• [Set problem]:
In full and without deviation, write out the entries that follow.

--- start Extracted information ---

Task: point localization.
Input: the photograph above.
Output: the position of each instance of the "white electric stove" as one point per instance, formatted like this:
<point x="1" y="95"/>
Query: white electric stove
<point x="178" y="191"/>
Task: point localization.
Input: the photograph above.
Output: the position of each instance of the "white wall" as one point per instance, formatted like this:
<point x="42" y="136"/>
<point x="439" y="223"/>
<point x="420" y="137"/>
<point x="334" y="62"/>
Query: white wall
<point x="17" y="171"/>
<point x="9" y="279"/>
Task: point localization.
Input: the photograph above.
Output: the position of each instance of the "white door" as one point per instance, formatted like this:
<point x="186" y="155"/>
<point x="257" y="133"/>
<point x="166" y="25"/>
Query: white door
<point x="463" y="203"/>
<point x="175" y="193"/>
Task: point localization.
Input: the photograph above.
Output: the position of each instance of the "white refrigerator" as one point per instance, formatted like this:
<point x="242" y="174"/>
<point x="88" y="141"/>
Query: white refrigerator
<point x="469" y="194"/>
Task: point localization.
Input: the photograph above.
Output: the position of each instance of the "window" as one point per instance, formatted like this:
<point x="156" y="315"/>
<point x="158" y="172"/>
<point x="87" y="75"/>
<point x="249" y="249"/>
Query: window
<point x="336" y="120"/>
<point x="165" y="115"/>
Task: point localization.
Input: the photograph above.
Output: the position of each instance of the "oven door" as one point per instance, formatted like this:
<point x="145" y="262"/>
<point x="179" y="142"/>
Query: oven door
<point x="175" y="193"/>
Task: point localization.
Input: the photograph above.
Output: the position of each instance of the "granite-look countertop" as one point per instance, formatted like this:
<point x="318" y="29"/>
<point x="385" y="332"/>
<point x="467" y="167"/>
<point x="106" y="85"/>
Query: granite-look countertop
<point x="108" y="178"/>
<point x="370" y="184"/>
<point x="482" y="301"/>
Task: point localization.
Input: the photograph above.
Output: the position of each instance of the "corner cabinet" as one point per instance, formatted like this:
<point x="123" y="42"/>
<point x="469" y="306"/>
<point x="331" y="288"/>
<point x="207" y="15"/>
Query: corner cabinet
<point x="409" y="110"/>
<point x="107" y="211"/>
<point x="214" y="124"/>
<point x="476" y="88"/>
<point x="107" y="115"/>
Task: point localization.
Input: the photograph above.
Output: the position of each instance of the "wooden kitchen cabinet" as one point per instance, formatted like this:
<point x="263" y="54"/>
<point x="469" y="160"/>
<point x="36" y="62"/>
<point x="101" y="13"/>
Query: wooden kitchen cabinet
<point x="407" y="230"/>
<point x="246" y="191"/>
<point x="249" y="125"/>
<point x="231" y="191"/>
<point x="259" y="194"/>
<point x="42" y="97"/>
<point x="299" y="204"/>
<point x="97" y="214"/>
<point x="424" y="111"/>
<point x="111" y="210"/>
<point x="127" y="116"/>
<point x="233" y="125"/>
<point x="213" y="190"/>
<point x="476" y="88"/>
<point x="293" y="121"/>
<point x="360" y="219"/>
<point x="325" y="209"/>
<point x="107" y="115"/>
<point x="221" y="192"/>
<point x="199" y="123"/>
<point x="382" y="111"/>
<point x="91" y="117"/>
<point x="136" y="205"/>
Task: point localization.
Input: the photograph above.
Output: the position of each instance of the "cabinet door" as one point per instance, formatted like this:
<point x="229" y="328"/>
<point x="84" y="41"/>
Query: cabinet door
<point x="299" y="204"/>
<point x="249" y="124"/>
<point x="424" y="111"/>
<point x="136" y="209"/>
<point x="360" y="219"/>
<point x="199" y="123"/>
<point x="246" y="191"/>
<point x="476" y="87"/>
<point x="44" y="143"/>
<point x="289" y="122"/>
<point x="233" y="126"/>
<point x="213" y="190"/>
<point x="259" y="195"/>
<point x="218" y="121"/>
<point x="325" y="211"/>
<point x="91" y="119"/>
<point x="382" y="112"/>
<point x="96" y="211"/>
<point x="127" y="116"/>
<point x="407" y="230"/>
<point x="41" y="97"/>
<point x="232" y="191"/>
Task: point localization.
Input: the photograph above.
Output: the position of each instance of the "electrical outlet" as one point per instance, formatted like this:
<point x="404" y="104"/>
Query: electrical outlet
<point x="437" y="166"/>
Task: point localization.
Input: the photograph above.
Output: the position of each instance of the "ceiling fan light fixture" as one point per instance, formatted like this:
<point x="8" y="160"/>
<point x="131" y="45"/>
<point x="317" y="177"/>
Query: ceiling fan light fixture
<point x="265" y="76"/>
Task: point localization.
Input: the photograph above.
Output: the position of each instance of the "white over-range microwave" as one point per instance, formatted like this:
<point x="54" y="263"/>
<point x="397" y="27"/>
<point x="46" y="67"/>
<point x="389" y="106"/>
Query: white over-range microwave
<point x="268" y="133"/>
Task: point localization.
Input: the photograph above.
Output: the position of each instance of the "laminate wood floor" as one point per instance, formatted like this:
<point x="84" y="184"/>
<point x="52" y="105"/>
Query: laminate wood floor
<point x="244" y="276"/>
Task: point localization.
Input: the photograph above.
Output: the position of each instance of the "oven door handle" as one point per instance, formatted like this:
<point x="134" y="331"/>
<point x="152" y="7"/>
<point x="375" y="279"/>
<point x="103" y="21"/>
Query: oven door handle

--- end Extracted information ---

• [Response]:
Task: point localization.
Input: the photograph above.
Output: the position of each instance of the "white electric stove" as one point per instance, formatted like this:
<point x="1" y="95"/>
Query: white electric stove
<point x="178" y="191"/>
Task: point localization.
Input: the photograph above.
Output: the position of each instance of the "white wall" as one point per instance, formatted like this:
<point x="42" y="136"/>
<point x="439" y="223"/>
<point x="420" y="137"/>
<point x="334" y="62"/>
Query: white wall
<point x="17" y="171"/>
<point x="9" y="279"/>
Task: point localization.
Input: the photograph above.
Output: the position of each instance of the "white door" as one point per instance, formatted like this:
<point x="186" y="155"/>
<point x="257" y="133"/>
<point x="166" y="25"/>
Query: white door
<point x="463" y="203"/>
<point x="175" y="193"/>
Task: point localization.
Input: the photograph above.
Output: the position of each instance of the "white refrigerator" as one point per instance, formatted like this:
<point x="242" y="174"/>
<point x="88" y="141"/>
Query: white refrigerator
<point x="469" y="194"/>
Task: point localization.
Input: the photograph above.
Output: the position of each instance of the "window" as one point per instance, formatted like this:
<point x="156" y="315"/>
<point x="158" y="172"/>
<point x="87" y="75"/>
<point x="249" y="249"/>
Query: window
<point x="336" y="120"/>
<point x="165" y="115"/>
Task: point localization.
Input: the photograph above.
Output: the position of each instance of the "oven door" as one point per instance, formatted like this:
<point x="145" y="262"/>
<point x="179" y="142"/>
Query: oven door
<point x="175" y="193"/>
Task: point localization.
Input: the photograph above.
Output: the position of each instance of the "granite-look countertop" as one point per instance, formatted like this:
<point x="318" y="29"/>
<point x="385" y="332"/>
<point x="467" y="167"/>
<point x="106" y="85"/>
Query: granite-look countertop
<point x="108" y="178"/>
<point x="370" y="184"/>
<point x="482" y="301"/>
Task: point localization.
Input: the photograph above.
Output: the position of each instance of the "corner cabinet" as one point per instance, formatted like this:
<point x="123" y="42"/>
<point x="469" y="306"/>
<point x="331" y="288"/>
<point x="207" y="15"/>
Query: corner cabinet
<point x="409" y="110"/>
<point x="107" y="211"/>
<point x="214" y="124"/>
<point x="476" y="88"/>
<point x="107" y="115"/>
Task: point localization.
Input: the photograph above.
Output: the position of each instance of the "wooden kitchen cabinet" as one point per instance, formatted like this:
<point x="263" y="54"/>
<point x="469" y="160"/>
<point x="36" y="62"/>
<point x="101" y="13"/>
Query: wooden kitchen cabinet
<point x="407" y="230"/>
<point x="246" y="191"/>
<point x="249" y="125"/>
<point x="231" y="191"/>
<point x="259" y="194"/>
<point x="42" y="97"/>
<point x="299" y="204"/>
<point x="97" y="214"/>
<point x="424" y="111"/>
<point x="111" y="210"/>
<point x="127" y="116"/>
<point x="233" y="125"/>
<point x="213" y="190"/>
<point x="476" y="88"/>
<point x="293" y="121"/>
<point x="360" y="219"/>
<point x="325" y="209"/>
<point x="107" y="115"/>
<point x="221" y="192"/>
<point x="199" y="123"/>
<point x="382" y="111"/>
<point x="91" y="117"/>
<point x="136" y="205"/>
Task: point localization.
Input: the photograph above.
Output: the position of each instance of the "cabinet door" as one point per instance, formatted like this:
<point x="229" y="328"/>
<point x="84" y="41"/>
Query: cabinet door
<point x="299" y="204"/>
<point x="249" y="124"/>
<point x="424" y="111"/>
<point x="136" y="209"/>
<point x="360" y="219"/>
<point x="199" y="123"/>
<point x="246" y="191"/>
<point x="476" y="87"/>
<point x="44" y="143"/>
<point x="289" y="122"/>
<point x="233" y="126"/>
<point x="213" y="190"/>
<point x="259" y="195"/>
<point x="218" y="121"/>
<point x="325" y="211"/>
<point x="91" y="119"/>
<point x="382" y="112"/>
<point x="96" y="211"/>
<point x="127" y="116"/>
<point x="407" y="230"/>
<point x="41" y="97"/>
<point x="232" y="191"/>
Task: point localization.
Input: the photograph above.
Output: the position of each instance of the "electrical outlet" as one point per instance, formatted like this:
<point x="404" y="104"/>
Query: electrical outlet
<point x="437" y="166"/>
Task: point localization.
Input: the photograph above.
Output: the position of each instance of the "ceiling fan light fixture" as one point per instance, formatted like this:
<point x="8" y="160"/>
<point x="131" y="45"/>
<point x="317" y="177"/>
Query: ceiling fan light fixture
<point x="265" y="76"/>
Task: point localization.
Input: the photograph above.
Output: the position of each instance of the "white over-range microwave" as one point per instance, formatted like this:
<point x="54" y="263"/>
<point x="397" y="27"/>
<point x="46" y="67"/>
<point x="389" y="106"/>
Query: white over-range microwave
<point x="268" y="133"/>
Task: point localization.
Input: the photograph above.
Output: the position of each instance of the "laminate wood floor" as one point per instance, formatted like this:
<point x="84" y="184"/>
<point x="52" y="105"/>
Query: laminate wood floor
<point x="244" y="276"/>
Task: point localization.
Input: the photograph above.
Output: the position of each instance of the "oven door handle" as one point per instance, formatted like this:
<point x="134" y="331"/>
<point x="152" y="7"/>
<point x="375" y="279"/>
<point x="103" y="21"/>
Query: oven door handle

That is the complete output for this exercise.